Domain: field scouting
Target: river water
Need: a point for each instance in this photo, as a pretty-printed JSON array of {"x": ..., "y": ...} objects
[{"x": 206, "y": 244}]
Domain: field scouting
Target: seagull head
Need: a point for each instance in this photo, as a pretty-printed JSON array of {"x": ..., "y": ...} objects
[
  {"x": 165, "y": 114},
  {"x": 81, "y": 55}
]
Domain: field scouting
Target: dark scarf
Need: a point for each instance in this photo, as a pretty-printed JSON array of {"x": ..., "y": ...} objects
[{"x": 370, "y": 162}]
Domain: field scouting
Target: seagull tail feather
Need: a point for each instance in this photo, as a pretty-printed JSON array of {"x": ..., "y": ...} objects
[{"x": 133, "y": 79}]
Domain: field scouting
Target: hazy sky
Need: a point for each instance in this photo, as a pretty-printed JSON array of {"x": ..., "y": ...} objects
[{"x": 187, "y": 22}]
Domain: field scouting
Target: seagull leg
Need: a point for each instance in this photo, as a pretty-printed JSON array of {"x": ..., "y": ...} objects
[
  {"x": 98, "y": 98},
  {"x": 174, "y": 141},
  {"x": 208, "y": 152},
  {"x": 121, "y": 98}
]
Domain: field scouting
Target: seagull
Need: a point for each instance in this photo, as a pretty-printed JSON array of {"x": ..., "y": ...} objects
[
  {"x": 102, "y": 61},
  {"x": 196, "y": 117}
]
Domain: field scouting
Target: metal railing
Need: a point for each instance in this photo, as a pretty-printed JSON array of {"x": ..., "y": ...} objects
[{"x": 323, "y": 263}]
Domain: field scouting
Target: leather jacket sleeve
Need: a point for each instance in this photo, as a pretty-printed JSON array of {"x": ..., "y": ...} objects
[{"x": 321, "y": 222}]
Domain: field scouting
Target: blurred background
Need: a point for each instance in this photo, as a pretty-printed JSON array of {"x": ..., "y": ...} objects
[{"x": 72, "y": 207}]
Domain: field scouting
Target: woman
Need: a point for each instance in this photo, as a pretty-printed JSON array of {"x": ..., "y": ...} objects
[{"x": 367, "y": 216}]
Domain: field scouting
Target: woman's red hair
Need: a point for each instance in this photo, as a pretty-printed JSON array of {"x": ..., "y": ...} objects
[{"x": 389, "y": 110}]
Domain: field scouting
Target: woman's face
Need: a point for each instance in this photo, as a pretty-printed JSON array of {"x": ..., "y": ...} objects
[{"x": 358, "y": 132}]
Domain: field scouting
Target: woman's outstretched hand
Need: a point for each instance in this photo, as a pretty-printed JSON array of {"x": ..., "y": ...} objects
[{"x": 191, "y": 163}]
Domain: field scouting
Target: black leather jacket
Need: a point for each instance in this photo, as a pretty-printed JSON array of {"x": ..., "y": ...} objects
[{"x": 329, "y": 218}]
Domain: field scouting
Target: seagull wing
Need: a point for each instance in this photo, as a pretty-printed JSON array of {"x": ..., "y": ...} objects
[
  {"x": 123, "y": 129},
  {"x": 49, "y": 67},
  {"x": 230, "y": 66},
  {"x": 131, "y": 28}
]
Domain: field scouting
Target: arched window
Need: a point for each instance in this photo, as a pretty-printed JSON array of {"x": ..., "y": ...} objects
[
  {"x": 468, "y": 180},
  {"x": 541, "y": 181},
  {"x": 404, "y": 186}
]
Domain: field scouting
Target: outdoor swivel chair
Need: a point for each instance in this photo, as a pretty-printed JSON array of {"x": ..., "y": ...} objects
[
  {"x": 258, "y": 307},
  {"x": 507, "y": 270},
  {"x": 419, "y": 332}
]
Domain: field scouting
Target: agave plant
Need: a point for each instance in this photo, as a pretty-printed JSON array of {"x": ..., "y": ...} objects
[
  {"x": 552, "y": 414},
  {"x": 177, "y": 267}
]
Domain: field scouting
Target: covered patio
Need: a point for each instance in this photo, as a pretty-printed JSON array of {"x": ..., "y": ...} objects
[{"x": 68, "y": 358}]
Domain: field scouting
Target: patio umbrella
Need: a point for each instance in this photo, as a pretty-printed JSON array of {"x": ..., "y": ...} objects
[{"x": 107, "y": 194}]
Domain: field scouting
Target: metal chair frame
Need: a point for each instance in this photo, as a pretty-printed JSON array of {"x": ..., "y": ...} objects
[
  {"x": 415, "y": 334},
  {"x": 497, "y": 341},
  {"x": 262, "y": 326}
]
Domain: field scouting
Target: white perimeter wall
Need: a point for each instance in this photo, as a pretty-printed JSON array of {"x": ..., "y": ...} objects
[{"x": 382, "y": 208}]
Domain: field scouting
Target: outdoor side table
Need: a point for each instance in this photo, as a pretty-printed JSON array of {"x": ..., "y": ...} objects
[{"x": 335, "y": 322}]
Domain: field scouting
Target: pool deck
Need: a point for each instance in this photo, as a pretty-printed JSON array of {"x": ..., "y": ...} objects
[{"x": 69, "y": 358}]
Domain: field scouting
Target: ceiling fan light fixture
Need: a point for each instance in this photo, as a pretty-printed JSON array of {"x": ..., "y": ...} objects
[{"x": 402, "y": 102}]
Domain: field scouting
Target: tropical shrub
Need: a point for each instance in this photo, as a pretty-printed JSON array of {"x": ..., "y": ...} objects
★ ★ ★
*Written exercise*. Which lines in the records above contain the string "woman"? Gather and copy every one of them, treating uppercase and lowercase letters as distinct.

*Task solution*.
Target: woman
Target: woman's red hair
Target: woman's face
Target: woman's outstretched hand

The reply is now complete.